Task brief
Copy the listing below word for word, starting at the line that contains "Provide one point per instance of the brick" and ending after the line that contains "x=577 y=164". Omit the pictures from your copy.

• • •

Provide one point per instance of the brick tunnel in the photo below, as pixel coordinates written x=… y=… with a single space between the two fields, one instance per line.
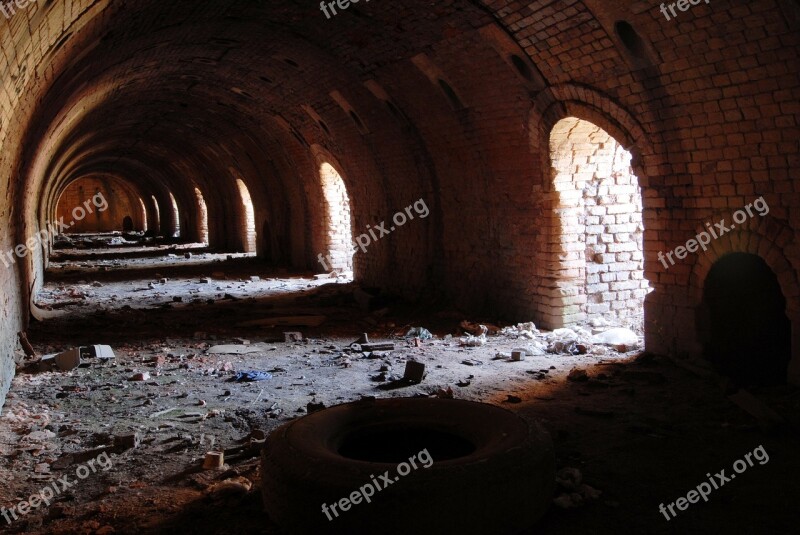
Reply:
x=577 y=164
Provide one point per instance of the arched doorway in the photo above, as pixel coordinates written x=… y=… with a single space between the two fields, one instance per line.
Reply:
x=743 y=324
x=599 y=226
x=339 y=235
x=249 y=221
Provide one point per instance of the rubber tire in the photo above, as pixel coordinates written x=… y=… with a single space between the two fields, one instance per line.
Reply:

• • •

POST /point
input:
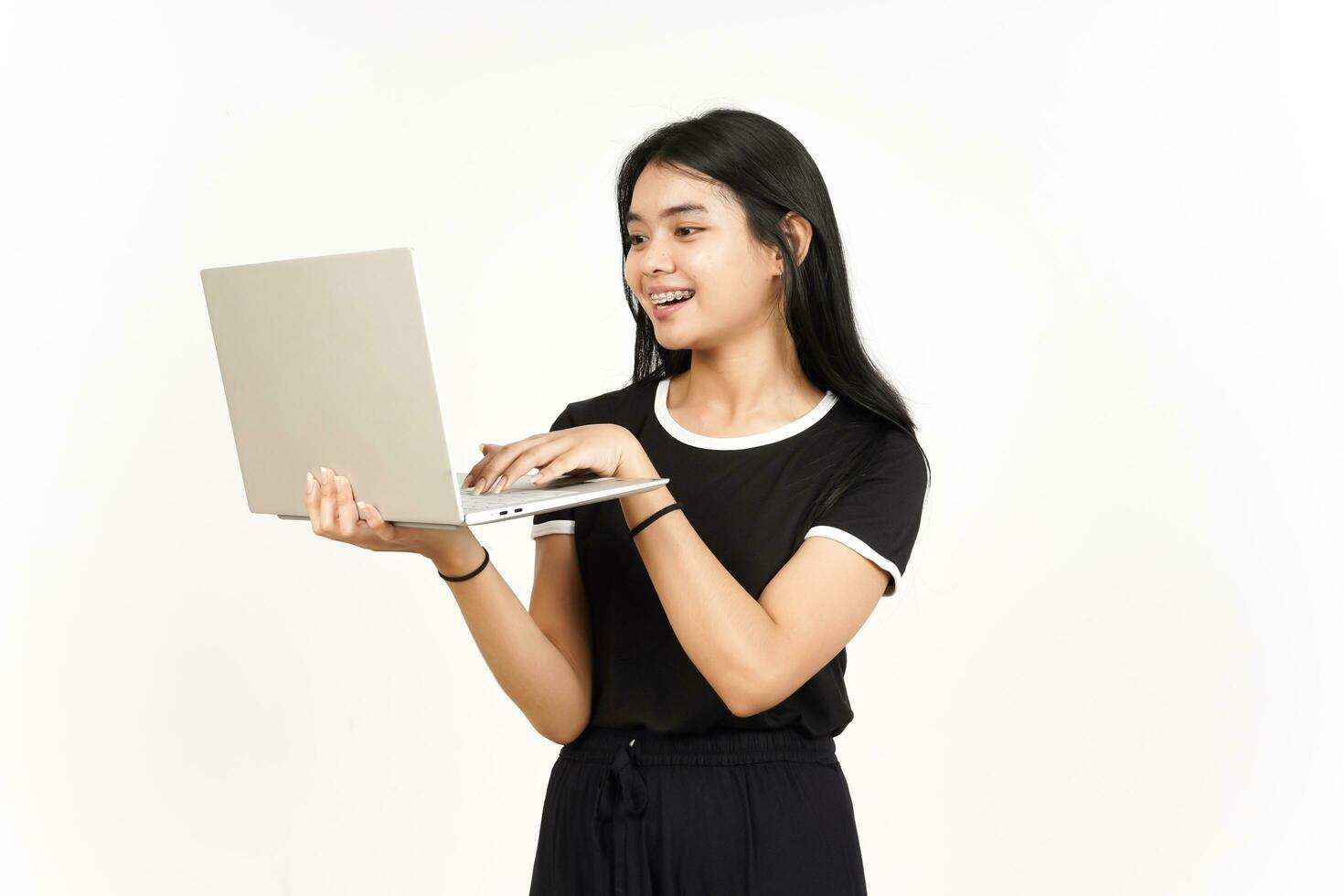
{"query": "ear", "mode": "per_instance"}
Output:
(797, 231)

• • •

Final answer
Provide one point per instance of the brick tunnel in the photo below, as pixel coordinates written x=… y=… with a single space between the two fields, one instance per line.
Reply:
x=577 y=164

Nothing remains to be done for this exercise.